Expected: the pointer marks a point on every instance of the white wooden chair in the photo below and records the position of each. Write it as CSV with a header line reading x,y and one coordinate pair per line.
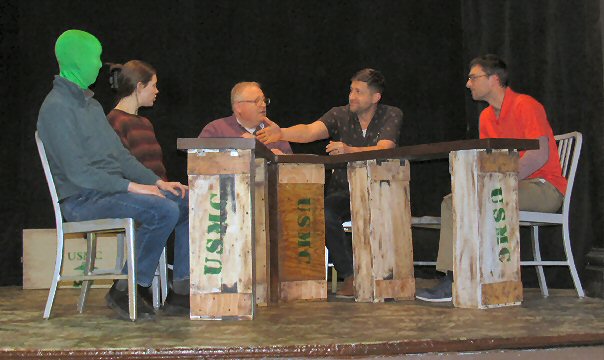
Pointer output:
x,y
569,149
125,239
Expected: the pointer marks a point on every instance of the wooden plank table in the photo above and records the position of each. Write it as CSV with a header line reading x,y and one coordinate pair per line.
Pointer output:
x,y
485,207
297,229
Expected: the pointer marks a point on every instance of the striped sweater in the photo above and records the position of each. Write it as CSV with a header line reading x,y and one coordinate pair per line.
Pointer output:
x,y
137,135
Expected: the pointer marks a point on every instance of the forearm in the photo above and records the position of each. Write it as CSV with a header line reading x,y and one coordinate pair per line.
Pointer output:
x,y
381,145
298,133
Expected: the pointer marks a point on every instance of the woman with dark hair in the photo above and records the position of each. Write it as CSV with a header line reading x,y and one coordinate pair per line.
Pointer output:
x,y
135,83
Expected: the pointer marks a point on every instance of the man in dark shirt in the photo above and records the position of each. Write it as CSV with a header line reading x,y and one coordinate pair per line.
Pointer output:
x,y
362,125
97,178
249,114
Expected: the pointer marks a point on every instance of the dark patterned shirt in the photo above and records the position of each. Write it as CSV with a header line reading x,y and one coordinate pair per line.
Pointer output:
x,y
137,135
343,125
229,127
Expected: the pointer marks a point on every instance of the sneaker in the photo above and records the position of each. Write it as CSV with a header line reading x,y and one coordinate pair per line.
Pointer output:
x,y
442,292
177,304
347,288
118,301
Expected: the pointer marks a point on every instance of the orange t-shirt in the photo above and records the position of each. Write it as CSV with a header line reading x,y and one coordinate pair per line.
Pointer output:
x,y
523,117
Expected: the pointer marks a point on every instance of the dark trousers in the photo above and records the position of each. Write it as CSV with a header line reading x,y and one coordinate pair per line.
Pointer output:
x,y
337,211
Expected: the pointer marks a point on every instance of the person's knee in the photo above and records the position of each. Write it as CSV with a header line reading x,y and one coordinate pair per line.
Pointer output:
x,y
446,204
168,213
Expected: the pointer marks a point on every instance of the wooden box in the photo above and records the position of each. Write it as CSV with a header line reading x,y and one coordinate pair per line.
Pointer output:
x,y
486,244
381,230
221,213
298,261
39,254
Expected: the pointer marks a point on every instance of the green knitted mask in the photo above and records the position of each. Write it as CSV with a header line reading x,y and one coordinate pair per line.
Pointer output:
x,y
79,57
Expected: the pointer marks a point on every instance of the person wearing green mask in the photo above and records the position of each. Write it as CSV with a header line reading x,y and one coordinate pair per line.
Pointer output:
x,y
96,177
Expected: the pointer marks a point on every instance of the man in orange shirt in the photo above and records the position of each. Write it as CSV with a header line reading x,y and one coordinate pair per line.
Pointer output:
x,y
541,186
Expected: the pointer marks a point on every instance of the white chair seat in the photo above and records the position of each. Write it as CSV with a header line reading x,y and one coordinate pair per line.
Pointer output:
x,y
124,228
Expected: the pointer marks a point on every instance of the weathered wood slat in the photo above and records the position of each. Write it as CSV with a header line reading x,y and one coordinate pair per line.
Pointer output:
x,y
361,223
307,290
215,163
221,238
301,174
485,235
222,306
262,264
300,232
384,254
302,235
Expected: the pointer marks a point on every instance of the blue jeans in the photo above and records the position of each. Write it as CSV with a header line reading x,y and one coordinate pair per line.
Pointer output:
x,y
155,218
337,211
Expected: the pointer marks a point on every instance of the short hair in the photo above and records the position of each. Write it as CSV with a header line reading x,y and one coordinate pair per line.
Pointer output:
x,y
238,89
124,78
492,65
374,79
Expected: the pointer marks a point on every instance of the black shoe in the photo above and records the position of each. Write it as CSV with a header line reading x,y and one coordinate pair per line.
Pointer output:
x,y
146,294
118,301
442,292
177,304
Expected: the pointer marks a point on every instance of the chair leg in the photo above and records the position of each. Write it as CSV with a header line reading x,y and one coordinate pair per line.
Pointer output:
x,y
163,276
131,271
334,280
90,260
160,282
57,275
537,257
155,289
570,259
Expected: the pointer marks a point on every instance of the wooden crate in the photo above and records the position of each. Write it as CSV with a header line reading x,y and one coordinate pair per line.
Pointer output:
x,y
221,237
262,259
300,245
381,230
39,254
486,243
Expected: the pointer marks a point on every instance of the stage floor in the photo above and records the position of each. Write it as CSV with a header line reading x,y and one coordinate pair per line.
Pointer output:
x,y
334,328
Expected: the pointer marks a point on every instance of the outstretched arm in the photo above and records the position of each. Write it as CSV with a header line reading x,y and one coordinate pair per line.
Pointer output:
x,y
338,147
302,133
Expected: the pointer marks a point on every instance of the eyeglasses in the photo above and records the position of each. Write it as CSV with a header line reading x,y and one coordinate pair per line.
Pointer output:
x,y
259,101
474,77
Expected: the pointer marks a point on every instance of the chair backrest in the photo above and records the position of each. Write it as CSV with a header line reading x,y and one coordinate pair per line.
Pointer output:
x,y
569,149
51,183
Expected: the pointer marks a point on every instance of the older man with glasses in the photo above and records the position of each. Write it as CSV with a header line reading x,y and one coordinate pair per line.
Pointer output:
x,y
249,116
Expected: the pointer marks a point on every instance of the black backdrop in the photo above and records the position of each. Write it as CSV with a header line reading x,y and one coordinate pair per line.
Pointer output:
x,y
304,53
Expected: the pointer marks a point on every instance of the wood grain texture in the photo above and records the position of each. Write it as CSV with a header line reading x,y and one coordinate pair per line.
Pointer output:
x,y
361,223
301,232
399,289
301,173
307,290
486,232
262,257
221,306
502,294
466,210
384,254
221,242
223,162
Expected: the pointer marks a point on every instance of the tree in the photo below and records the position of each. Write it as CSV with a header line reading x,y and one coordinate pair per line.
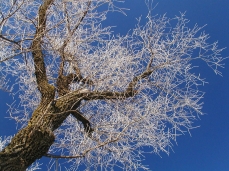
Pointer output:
x,y
93,97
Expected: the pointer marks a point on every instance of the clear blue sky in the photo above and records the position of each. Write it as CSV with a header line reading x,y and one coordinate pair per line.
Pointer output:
x,y
208,148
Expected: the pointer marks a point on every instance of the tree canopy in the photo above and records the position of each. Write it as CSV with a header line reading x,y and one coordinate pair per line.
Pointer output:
x,y
94,97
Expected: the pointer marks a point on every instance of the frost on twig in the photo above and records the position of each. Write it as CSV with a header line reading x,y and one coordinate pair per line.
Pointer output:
x,y
132,91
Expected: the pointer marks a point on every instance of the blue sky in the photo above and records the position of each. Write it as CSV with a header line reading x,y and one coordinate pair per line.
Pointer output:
x,y
208,148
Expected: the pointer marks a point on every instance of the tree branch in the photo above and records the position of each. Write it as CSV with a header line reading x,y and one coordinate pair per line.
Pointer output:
x,y
36,47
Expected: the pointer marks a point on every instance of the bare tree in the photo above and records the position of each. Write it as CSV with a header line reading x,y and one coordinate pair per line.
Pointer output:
x,y
92,97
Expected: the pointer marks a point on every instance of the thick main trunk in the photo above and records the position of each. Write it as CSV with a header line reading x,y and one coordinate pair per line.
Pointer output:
x,y
34,141
28,145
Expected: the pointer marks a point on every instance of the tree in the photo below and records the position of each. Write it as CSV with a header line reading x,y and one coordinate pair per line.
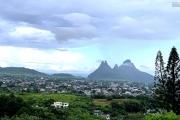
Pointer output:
x,y
160,82
172,83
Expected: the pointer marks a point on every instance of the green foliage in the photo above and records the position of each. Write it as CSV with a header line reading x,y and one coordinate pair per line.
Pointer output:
x,y
165,116
10,104
167,82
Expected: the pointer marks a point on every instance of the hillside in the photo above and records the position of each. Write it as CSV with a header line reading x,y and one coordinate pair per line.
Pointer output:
x,y
126,71
20,71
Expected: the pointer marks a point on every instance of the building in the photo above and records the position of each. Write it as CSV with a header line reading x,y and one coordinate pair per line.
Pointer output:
x,y
60,105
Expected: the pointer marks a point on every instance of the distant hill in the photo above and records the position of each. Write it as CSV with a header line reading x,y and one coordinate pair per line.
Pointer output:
x,y
20,71
126,71
63,75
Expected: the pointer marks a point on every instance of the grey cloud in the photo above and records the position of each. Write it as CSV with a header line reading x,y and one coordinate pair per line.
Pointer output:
x,y
75,21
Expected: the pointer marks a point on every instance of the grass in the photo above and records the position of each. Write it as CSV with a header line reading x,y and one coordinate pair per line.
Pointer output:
x,y
44,96
105,102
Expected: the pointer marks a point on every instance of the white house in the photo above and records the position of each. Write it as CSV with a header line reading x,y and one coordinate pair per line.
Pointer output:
x,y
60,105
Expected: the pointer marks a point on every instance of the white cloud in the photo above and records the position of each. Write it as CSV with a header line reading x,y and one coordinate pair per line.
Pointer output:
x,y
26,32
52,60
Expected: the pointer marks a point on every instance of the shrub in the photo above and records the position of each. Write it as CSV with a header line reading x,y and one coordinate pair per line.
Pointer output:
x,y
165,116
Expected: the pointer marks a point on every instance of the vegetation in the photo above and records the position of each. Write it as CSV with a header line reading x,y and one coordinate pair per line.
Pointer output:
x,y
165,116
167,82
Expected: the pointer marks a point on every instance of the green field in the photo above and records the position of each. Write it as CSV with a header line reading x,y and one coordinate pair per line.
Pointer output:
x,y
45,96
105,102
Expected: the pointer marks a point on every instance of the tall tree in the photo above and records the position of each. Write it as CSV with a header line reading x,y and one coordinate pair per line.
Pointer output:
x,y
172,84
160,82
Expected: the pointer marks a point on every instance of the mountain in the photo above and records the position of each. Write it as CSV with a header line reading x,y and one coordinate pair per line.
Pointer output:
x,y
126,71
63,75
20,71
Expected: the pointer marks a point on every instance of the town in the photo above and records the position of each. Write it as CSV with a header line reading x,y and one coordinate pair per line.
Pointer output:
x,y
90,88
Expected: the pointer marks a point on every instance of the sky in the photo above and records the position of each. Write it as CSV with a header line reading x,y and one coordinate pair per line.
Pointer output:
x,y
74,36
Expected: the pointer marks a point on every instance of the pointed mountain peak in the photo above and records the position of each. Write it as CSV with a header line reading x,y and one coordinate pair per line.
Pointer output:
x,y
115,67
128,63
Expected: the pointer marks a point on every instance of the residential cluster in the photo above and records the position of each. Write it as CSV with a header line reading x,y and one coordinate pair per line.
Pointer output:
x,y
82,87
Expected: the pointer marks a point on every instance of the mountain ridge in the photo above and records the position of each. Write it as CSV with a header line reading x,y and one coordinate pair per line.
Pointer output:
x,y
126,71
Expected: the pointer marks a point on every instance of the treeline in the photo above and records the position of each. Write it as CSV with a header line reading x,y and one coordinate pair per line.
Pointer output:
x,y
167,83
15,108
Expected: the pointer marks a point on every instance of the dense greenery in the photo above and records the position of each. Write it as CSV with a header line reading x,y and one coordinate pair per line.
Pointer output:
x,y
165,116
167,82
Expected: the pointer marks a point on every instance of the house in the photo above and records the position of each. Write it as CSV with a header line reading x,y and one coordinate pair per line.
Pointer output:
x,y
60,105
99,113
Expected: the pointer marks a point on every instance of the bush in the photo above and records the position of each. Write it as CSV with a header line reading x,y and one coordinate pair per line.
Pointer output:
x,y
165,116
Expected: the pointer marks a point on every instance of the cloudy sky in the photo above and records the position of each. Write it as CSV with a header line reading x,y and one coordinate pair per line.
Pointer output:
x,y
75,35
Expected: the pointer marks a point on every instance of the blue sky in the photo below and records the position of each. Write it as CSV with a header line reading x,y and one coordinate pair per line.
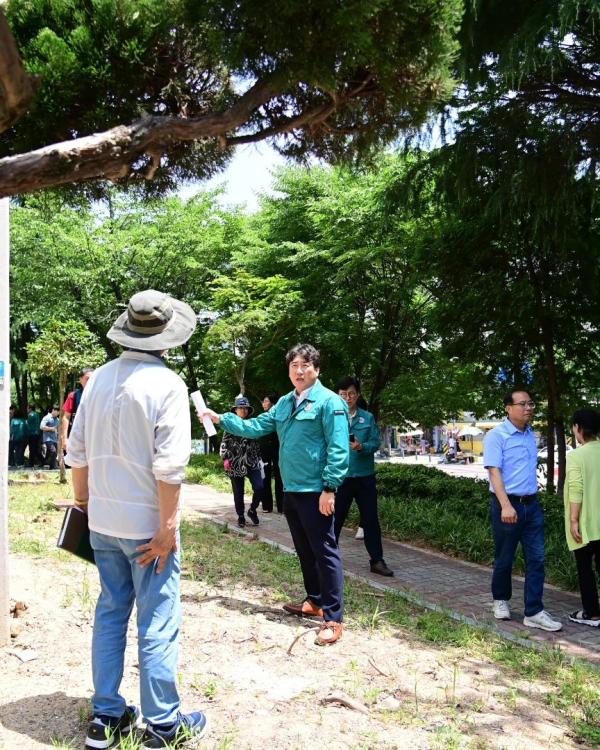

[YOUR OBJECTIVE]
Copy out each line of the material above that contains the word "mountain", matching case exactly.

[RESPONSE BELOW]
Expected: the pointer marks a point on every instance of the mountain in the photo above and records the position of each. Write it as CSV with a header line reading x,y and one coordinate pair per line.
Expected: the pointer marks a point on every instance of the pointed mountain peak in the photo above and records the position of each. Write it as CSV with a header line reading x,y and one coordinate pair per line.
Expected: the pointer marks a point on every instance of the mountain ridge in the photo above and records the position of each. Write it as CSV with a header line reading x,y and one coordinate pair per line.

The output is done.